**Exercise description**
In the post about killing off a character in a novel, retype the passage from "I mean, he's" up to and including "of a friend.".

*** Opening Passage shown ***

I was waiting for a friend from high school who is Pakistani and had just come home from touring the entire country to send me a personal review of his trip and of the atmosphere there. I saw him during the winter holiday and I e-mailed him, but he never seems to have gotten around to writing it up, and I confess I let things get away from me and didn't make posts long after I'd given up waiting for his.
I have been writing though. I'm working on a novel, if I haven't said so before, and I've been making a lot of good progress on it lately. I recently killed a character for the first time though, and I've since been dealing with the consequences.
It's funny, maybe more so to me than to anyone else, how I refer to it as if I was really the character's murderer, but I really am responsible for the death, in a manner of speaking. On the one hand, I've always had the good luck to feel like the best of my stories write themselves, as if I were only reading them out of the ether of existence and transcribing them as I go. But on the other hand, I must take responsibility for the fact that I do, in fact have a climax I'm working toward, and that if I were simply writing without trying to fit it into the story I want to tell, I might never have had to kill this man.
I mean, he's a totally ancillary character anyways, I only give him a name three pages before I kill him, and in point of fact I have killed villainous characters before. But this character is a friend and colleague of the more central characters I have familiarized the audience with so far, and so the consequences of his death appear in the thoughts and hearts of the others, who must deal with the loss of a friend.

*** Closing Passage shown ***
*** Opening Recorded data ***

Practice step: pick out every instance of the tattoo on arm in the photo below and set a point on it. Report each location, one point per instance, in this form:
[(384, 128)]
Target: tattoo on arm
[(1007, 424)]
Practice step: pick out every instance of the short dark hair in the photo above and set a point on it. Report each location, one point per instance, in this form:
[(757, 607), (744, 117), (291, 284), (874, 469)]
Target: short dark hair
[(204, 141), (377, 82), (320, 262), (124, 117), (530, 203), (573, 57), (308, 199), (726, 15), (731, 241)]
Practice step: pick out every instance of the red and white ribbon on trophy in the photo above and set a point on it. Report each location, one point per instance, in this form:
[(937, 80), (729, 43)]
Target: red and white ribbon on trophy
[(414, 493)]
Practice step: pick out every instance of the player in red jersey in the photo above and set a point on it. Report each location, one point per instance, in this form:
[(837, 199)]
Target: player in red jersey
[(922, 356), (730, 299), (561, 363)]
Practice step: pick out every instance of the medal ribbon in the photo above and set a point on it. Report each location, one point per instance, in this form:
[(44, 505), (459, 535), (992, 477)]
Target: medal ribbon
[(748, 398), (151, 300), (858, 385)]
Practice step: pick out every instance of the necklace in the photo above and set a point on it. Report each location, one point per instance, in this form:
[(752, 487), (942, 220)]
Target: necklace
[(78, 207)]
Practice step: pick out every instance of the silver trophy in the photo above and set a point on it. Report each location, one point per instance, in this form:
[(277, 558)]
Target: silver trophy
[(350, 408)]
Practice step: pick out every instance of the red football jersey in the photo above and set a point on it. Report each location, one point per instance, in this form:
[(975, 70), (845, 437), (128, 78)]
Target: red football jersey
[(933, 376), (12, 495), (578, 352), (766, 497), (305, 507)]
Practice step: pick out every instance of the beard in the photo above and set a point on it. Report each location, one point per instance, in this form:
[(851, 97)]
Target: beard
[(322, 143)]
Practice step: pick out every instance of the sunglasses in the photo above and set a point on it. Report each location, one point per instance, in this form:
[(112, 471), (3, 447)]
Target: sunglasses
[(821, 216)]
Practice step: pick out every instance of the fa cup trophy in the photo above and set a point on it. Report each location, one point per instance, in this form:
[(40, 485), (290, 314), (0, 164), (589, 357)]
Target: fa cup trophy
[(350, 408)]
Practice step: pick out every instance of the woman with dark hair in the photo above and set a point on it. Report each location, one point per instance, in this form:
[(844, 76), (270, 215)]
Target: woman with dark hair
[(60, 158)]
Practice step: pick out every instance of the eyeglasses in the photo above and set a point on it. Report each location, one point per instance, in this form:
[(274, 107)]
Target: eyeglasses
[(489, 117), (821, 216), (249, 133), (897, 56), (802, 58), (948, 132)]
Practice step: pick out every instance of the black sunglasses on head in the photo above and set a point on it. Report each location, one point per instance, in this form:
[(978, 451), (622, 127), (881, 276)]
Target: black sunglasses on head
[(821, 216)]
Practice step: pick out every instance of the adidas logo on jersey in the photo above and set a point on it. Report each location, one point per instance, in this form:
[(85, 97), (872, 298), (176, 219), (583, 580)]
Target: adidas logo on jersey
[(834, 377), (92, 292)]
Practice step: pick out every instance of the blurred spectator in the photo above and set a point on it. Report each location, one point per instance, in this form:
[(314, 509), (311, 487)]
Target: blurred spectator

*** Closing Recorded data ***

**Task output**
I mean, he's a totally ancillary character anyways, I only give him a name three pages before I kill him, and in point of fact I have killed villainous characters before. But this character is a friend and colleague of the more central characters I have familiarized the audience with so far, and so the consequences of his death appear in the thoughts and hearts of the others, who must deal with the loss of a friend.